Setzen Sie die unten stehende Besprechung von Pierre Broués „Die Deutsche Revolution“ im Anschluss an ihren letzten Satz fort.

Seite:
• • • • • • •

Als die Zukunft noch besser war?
Zu Pierre Broués irritierend-faszinierender Darstellung der „Deutschen Revolution“
Von Franz Sz. Horváth
Es hat einen riesigen Charme, Sprach- und Denkrelikte vergangen geglaubter Zeiten vor sich zu haben. Umso mehr, wenn sie politisch dermaßen aufgeladen sind, wie Pierre Broués „Die Deutsche Revolution“. Der Name des Autors sagt heute allenfalls wenigen Eingeweihten etwas, daher lohnt es sich, ihn kurz vorzustellen: Geboren 1926 engagierte er sich früh in der kommunistischen Bewegung, beteiligte sich am französischen Widerstand gegen die Nazibesatzung und war lange Zeit ein Trotzkist. Ins Deutsche übersetzt wurde bislang sein Buch über den spanischen Bürgerkrieg und eine Biographie über Trotzki. Der marxistische Historiker verstarb hochbetagt im Jahre 2005.

• • • • • • •

Erfasste Daten:
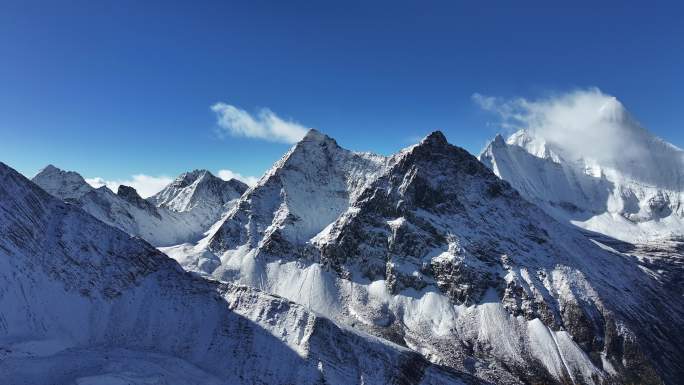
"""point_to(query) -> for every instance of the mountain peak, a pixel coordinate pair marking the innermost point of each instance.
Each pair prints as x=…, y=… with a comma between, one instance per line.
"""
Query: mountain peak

• • • • • • •

Lösung:
Broués 1000 Seiten starkes Werk über die Vor- und Nachgeschichte der Novemberrevolution, die er umfassend als Teil eines einzigartigen historischen Moments begreift – der einzigen Möglichkeit, eine sozialistische Revolution in einem westlichen Industrieland durchzuführen –, erschien zuerst 1971/72 auf Französisch. Das Verdienst, dieses gewaltige, ja auch sprachgewaltige Monumentalwerk über fünfzig Jahre später auf Deutsch zu publizieren (nachdem 2008 eine englische Ausgabe erschienen war), ist dem Berliner Manifest Verlag gar nicht hoch genug anzurechnen. Der junge Verlag hat sich der Verbreitung marxistischer und kapitalismuskritischer Positionen verschrieben. Rosa Luxemburg, Karl Liebknecht oder Trotzki sind daher unter anderem jene Personen, deren Wirken der Verlag durch Textausgaben und Analysen heutigen (marxistisch und historisch ausgerichteten) Lesern bekannt machen will.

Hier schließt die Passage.